• REQUIREMENT
Transcribe the full listing exactly, and drop every picture.

Stored records

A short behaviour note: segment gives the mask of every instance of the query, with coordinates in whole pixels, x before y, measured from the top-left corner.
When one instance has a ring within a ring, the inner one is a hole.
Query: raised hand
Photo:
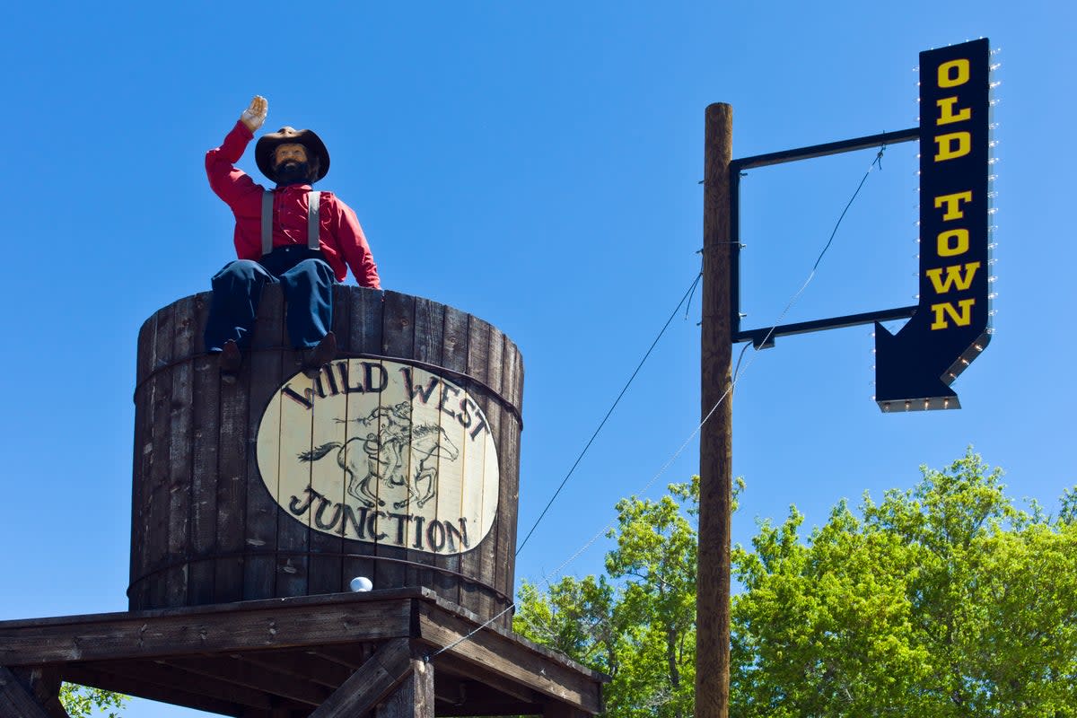
[[[254,99],[251,100],[251,107],[243,110],[243,114],[239,115],[239,118],[247,125],[247,129],[251,130],[251,135],[253,135],[262,127],[262,123],[266,121],[266,113],[268,111],[269,102],[266,98],[255,95]]]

• EXERCISE OUTPUT
A short behaviour note: segment gives the mask of every instance of the query, with coordinates in whole pixels, x before y, measured from the top-left corner.
When one instance has a ring within a ring, the inner one is a hole.
Query: raised hand
Photo:
[[[254,99],[251,100],[251,107],[243,110],[243,114],[239,115],[239,118],[247,125],[247,129],[251,130],[251,135],[253,135],[262,127],[262,123],[266,121],[266,113],[268,111],[269,102],[266,98],[255,95]]]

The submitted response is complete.